#### [MATERIAL FOR THIS EXERCISE]
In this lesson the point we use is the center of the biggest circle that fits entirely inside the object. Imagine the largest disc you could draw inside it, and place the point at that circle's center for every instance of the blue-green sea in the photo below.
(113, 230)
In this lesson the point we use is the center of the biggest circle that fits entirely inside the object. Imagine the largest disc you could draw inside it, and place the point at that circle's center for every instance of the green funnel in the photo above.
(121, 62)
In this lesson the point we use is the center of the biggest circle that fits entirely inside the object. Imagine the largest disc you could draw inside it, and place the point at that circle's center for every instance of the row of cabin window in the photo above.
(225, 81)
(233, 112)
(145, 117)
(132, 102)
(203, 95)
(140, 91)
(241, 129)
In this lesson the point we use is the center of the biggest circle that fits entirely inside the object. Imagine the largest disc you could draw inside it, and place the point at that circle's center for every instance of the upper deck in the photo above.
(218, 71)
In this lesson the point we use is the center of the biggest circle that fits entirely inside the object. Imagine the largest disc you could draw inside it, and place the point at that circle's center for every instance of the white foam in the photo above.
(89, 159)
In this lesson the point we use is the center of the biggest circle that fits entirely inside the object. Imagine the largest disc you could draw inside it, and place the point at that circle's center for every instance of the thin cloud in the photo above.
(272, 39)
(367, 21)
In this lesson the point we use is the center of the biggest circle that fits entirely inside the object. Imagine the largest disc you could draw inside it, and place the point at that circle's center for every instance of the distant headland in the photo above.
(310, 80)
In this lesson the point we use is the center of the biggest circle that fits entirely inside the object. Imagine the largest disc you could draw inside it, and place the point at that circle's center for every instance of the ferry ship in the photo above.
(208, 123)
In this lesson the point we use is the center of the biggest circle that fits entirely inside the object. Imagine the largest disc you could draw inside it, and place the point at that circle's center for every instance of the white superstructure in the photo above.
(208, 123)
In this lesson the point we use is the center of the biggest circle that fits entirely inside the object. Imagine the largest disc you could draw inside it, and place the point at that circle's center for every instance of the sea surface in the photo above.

#### [TASK BRIEF]
Copy out every line of the data above, exactly as given.

#### [RESPONSE]
In this lesson the point we use is the center of the biggest circle that fits entirely inside the object. Imagine the largest disc you could draw inside it, and place the point at that circle's center for every instance of the blue-green sea in the photo below.
(113, 230)
In this lesson the point we use is the center of the biggest circle that fits entirely inside the object. Imagine the largest disc you could draw inside it, and place the point at that circle's center for every instance of the green funnel in the photo above.
(121, 62)
In this lesson the point we use is the center of the biggest circle that fits entirely inside the object. Imagine the largest disc you could draw inside it, and place the point at that circle's center for every instance of the row of cabin window in the photo above.
(225, 81)
(233, 112)
(145, 117)
(132, 102)
(203, 95)
(140, 91)
(241, 129)
In this lesson the point we use is the center of the biggest circle that fits entirely inside the object. Imagine the largest disc you could draw inside it, and place the point at that circle's center for every instance of the upper deck in the photo above.
(218, 71)
In this lesson the point we use is the center of the biggest circle that fits entirely inside the object. Imagine the largest disc you could draw inside it, and place the point at that circle's center for every instance of the white foam in the photo above.
(89, 159)
In this lesson the point we use is the center of the biggest circle that fits entirely inside the object. Imagine the largest disc you could draw inside it, and place the point at that circle's center for every instance of the thin cloud in the photo above.
(272, 39)
(367, 21)
In this lesson the point we use is the center of the biggest circle that fits entirely inside the object. Imagine the largest disc you could draw inside it, and place the point at that circle's center for every instance of the distant headland in the photo above.
(310, 80)
In this lesson the point we use is the center of the biggest circle that fits entirely inside the object. Imagine the largest disc you could draw inside it, and place the point at that circle's center for every instance of the ferry ship in the photo above.
(208, 123)
In this lesson the point we use is the center of the biggest circle that fits entirely inside the object. Imagine the largest disc you could draw inside it, and place the point at that circle's center for every instance of the white superstructure in the photo above.
(208, 123)
In this lesson the point we use is the center of the biggest circle that fits entirely inside the object. Imagine the largest disc you could draw inside it, and place the point at that circle's center for every instance of the sea surface in the photo above.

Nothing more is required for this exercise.